Task statement: Output the data that follows, keeping every line identical.

Provided material:
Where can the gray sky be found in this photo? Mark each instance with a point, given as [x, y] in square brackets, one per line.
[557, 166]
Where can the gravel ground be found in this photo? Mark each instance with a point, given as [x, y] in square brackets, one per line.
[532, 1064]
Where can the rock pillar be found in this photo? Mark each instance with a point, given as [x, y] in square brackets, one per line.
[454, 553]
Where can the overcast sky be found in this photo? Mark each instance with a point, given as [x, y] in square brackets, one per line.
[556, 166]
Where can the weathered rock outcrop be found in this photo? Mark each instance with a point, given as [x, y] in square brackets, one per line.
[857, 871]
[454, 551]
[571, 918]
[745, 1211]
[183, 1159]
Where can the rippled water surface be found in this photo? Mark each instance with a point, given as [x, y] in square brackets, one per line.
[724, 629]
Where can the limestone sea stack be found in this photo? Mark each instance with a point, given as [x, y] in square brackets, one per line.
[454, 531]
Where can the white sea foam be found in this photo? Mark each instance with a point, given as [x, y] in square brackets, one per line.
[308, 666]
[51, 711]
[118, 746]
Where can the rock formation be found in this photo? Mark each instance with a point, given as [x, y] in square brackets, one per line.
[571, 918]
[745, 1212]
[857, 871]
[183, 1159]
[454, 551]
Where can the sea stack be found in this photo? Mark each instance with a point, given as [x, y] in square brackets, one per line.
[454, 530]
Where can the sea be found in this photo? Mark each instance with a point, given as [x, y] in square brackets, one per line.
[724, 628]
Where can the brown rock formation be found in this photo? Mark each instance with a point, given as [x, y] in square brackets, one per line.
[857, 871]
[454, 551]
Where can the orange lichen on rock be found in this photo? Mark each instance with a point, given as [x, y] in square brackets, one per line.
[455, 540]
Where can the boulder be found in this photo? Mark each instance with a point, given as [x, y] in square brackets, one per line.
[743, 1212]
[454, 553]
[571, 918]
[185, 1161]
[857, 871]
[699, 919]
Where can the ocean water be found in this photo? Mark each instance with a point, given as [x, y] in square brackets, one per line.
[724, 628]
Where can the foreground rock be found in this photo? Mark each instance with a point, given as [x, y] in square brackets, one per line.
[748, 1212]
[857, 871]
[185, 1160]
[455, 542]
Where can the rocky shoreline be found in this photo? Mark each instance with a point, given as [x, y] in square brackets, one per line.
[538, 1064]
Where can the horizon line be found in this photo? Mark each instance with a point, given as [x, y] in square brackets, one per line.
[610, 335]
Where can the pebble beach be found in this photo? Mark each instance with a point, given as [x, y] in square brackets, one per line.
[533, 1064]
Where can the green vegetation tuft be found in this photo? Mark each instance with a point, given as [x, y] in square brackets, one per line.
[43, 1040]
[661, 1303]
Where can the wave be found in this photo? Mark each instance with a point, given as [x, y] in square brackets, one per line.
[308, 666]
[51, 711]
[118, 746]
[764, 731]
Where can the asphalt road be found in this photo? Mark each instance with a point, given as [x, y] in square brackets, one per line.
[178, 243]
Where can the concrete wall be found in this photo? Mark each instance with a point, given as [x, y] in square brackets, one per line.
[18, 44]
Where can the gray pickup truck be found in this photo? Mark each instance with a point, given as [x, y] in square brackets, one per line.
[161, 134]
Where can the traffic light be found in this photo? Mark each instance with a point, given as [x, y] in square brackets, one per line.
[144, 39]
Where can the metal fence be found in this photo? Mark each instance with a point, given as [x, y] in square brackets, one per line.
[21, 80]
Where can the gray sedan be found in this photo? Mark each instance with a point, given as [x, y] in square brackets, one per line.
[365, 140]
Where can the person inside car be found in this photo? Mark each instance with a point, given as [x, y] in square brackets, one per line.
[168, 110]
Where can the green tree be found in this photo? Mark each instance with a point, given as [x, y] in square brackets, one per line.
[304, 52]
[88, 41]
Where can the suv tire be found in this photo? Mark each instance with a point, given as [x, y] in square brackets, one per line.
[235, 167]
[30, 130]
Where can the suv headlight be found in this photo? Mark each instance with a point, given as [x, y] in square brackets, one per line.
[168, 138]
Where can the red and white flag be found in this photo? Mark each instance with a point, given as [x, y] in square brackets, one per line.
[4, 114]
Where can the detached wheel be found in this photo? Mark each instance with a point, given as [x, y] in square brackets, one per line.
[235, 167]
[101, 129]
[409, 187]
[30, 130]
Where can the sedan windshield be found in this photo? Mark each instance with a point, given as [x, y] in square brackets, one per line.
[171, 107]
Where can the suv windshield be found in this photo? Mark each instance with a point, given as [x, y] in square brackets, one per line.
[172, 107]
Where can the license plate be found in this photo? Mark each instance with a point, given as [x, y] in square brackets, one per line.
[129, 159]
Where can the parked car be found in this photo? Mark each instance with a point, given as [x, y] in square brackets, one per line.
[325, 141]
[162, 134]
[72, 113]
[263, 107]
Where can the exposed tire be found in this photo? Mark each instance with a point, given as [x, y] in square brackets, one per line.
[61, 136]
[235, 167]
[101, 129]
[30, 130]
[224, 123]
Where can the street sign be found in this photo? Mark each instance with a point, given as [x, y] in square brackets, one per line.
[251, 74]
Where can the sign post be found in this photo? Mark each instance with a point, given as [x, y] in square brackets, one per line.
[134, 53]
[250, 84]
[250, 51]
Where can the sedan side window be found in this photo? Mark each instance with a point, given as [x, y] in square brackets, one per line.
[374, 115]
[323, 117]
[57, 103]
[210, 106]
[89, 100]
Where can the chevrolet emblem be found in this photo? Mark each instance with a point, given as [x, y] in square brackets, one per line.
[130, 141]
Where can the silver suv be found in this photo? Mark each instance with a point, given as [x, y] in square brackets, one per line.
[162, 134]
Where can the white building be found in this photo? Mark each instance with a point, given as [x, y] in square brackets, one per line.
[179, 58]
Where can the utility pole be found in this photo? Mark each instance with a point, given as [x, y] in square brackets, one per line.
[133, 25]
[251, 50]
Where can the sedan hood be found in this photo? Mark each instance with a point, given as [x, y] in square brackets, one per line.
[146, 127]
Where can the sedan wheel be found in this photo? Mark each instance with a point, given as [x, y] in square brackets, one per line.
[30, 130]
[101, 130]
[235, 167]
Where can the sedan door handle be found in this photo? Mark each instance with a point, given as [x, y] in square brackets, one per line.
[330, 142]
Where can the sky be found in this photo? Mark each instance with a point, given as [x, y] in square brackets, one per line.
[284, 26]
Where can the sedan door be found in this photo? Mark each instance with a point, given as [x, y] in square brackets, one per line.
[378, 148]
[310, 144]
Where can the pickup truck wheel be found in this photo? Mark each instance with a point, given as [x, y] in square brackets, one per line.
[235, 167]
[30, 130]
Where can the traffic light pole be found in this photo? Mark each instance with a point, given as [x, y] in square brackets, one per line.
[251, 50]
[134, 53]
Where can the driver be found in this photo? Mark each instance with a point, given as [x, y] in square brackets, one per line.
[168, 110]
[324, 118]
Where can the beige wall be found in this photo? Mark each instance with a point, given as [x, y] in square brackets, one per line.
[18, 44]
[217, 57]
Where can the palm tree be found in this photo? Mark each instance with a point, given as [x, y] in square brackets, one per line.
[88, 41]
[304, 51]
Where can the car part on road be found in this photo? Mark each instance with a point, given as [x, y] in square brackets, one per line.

Solution:
Where can the gray sky be found in this photo? Mark each instance with a point, given as [x, y] in square brackets, one per line.
[557, 166]
Where can the gravel ground be found in this photo? Mark each instance with a point, given as [x, y] in square brackets, one per line.
[532, 1064]
Where can the rock pillar be found in this photo? Mark each instance with a point, given as [x, y] in square brackets, one per line.
[454, 553]
Where can the overcast sky be found in this photo? Mark each instance with a point, given as [x, y] in square brackets, one per line.
[556, 166]
Where can the weathered rock outcrop be found in this photo? Mark each instance with a point, given as [x, y] in square brackets, one per line.
[857, 871]
[454, 551]
[571, 918]
[745, 1211]
[183, 1159]
Where can the rippled water surface be found in this photo? Mark each instance with a point, given as [x, y] in square brackets, one per line.
[724, 629]
Where can the limestone sea stack be found in this photo? Mark each instance with a point, given as [x, y] in square brackets, one per line.
[454, 531]
Where can the white sea foam be found in this photo? Mark each instance with a point, given as [x, y] in square brackets, one per line.
[308, 666]
[51, 711]
[118, 746]
Where can the rock formation be found in this photo? Mark each instance with a point, given as [x, y] in square brackets, one per line.
[571, 918]
[745, 1212]
[857, 871]
[183, 1159]
[454, 551]
Where can the sea stack be found in this photo? Mark each instance with a point, given as [x, y] in square brackets, one per line.
[454, 530]
Where can the sea be found in this photo? Mark each instance with a point, given as [x, y] in square brackets, one per line.
[724, 628]
Where can the brown rock formation be found in this photo? Mark each instance with a point, given as [x, y] in square brackets, one per line.
[857, 871]
[454, 551]
Where can the orange lichen on rock be found in this photo? Mark each instance with a point, given as [x, y] in square brackets, one per line.
[455, 540]
Where can the boulder be found in this photo? Mark each instance with a point, given as [x, y] in square brackets, one per line.
[743, 1212]
[454, 553]
[571, 918]
[185, 1161]
[857, 871]
[699, 919]
Where can the ocean water be found in this photo? Mark each instance with a point, given as [x, y] in square brackets, one per line.
[724, 628]
Where can the foreground rock be found in this photo? Mark each instance with a point, given as [x, y] in square brackets, one per line.
[748, 1212]
[857, 871]
[185, 1160]
[455, 542]
Where can the rocky shoreline be found in this photo? Mark each instance with a point, given as [x, y] in square brackets, one per line.
[538, 1064]
Where can the horizon line be found in this photo? Mark each instance with a point, given as [x, y] in square brackets, one per line.
[610, 335]
Where can the pebble beach be found in this photo? Mark each instance with a point, given as [x, y] in square brackets, one per line.
[533, 1064]
Where can the green vegetation tuft be found in this photo? Mark each instance with a point, given as [x, y] in square brackets, one per line.
[43, 1040]
[661, 1303]
Where can the wave be found in this photo? Mark each instance with a point, given as [x, y] in square brackets, one per line.
[308, 666]
[51, 711]
[118, 746]
[764, 731]
Where can the asphalt road be found in this photo? Mark each instance with a point, given as [x, y] in square brackets, one per line.
[178, 243]
Where can the concrete wall be found in this photo? Mark each instance with a point, given as [x, y] in square brackets, one per line.
[18, 44]
Where can the gray pickup truck be found in this photo? Mark each instance with a point, given as [x, y] in square brackets, one per line.
[161, 134]
Where can the traffic light be found in this photo? Mark each instance with a point, given as [x, y] in square brackets, one per line.
[144, 39]
Where can the metal fence be found in this photo? Mark each instance with a point, given as [x, y] in square brackets, one per line.
[21, 80]
Where can the gray sedan be found in this photo? Mark each instance with a point, given as [x, y] in square brackets, one per line.
[365, 140]
Where can the person inside car be found in this photo? Mark each instance with a point, given as [x, y] in square brackets, one per line.
[168, 110]
Where can the green tree be found in this photo? Mark each instance with a point, given as [x, y] in square brackets, one per line.
[304, 52]
[88, 41]
Where can the suv tire be found in this photo? Mark each instance with a point, given as [x, y] in square brackets, one per line.
[235, 167]
[30, 130]
Where can the suv headlight be found in this photo? Mark each instance with a point, given as [x, y] in square brackets, one per line.
[168, 138]
Where can the red and white flag be found in this photo? Mark each instance with a point, given as [x, y] in square brackets, one per line.
[4, 114]
Where can the detached wheel be found in this photo? Mark each instance with a point, given as [x, y] in square brackets, one per line.
[235, 167]
[101, 129]
[409, 187]
[30, 130]
Where can the sedan windshield be found in this photo? Mark each instance with a point, given as [x, y] in square brackets, one per line.
[171, 107]
Where can the suv windshield be found in this photo? Mark each instance with a point, given as [x, y] in square brackets, one per line.
[172, 107]
Where can the license plate be found in this photo? Mark each instance with a point, given as [x, y] in square brackets, one per line.
[129, 159]
Where can the parked car be found in this photo? Mark each instance with a point, given as [x, y] in square brackets, one per line.
[325, 141]
[162, 134]
[72, 113]
[263, 107]
Where can the exposed tire be found in this photo? Mark each instance with a point, given as [x, y] in square brackets, one per line.
[61, 136]
[235, 167]
[101, 129]
[30, 130]
[224, 123]
Where can the street sign be found in this photo? Mark each instance with a point, given as [x, y] in square brackets, one per line.
[251, 74]
Where can the sign post be found in this photo? Mark each instance with a point, given as [x, y] in square brackets, one per line.
[134, 53]
[250, 84]
[250, 51]
Where can the sedan side window be found in this photo? Mark each instance with a point, given as [x, y] in square brackets, one per line.
[374, 115]
[323, 117]
[57, 103]
[210, 106]
[89, 100]
Where can the chevrolet emblem be found in this photo? Mark each instance with a point, given as [x, y] in square brackets, one per line.
[130, 141]
Where can the silver suv be found in this photo? Mark each instance with a point, given as [x, y] in square brackets, one per line.
[162, 134]
Where can the white building be found in this photo? Mark each instance with a point, given as [x, y] in square brackets, one per line.
[179, 58]
Where can the utility pole be found in this photo? Mark each instance with a point, given as [x, y] in square brackets, one per line.
[133, 25]
[251, 50]
Where can the sedan hood be found in this photo? Mark each instance with a point, given as [x, y] in square brackets, one per line.
[146, 127]
Where can the sedan wheel be found in this photo? Mark each instance with a point, given as [x, y] in square brackets, one per line.
[30, 130]
[101, 130]
[235, 167]
Where can the sedan door handle be found in this photo? Mark each instance with a point, given as [x, y] in square brackets, one per line.
[330, 142]
Where can the sky be found in this photo? Mark each instance with a point, given as [x, y] in square brackets, one per line.
[284, 26]
Where can the sedan door be found in this photo? Mark each instance with a point, given as [x, y] in square brackets, one per line.
[378, 148]
[310, 144]
Where can the pickup truck wheel be found in this photo? Mark each instance with a point, given as [x, y] in square brackets, one per line.
[235, 167]
[30, 130]
Where can the traffic light pole be found in this photo? Mark each instance with a point, given as [x, y] in square brackets, one per line.
[251, 50]
[134, 53]
Where can the driver be found in this photo? Mark each instance with a point, given as [x, y] in square brackets, one per line.
[168, 110]
[324, 118]
Where can the beige wall be found in this photo? Mark each instance with a point, given as [x, y] in square brackets, one per line.
[18, 44]
[217, 57]
Where can the palm tree be found in this photo? Mark each instance with a point, given as [x, y] in square brackets, one per line.
[88, 41]
[304, 51]
Where can the car part on road be found in this photo? Mark each instance with a point, given as [x, y] in square brackets, one per line.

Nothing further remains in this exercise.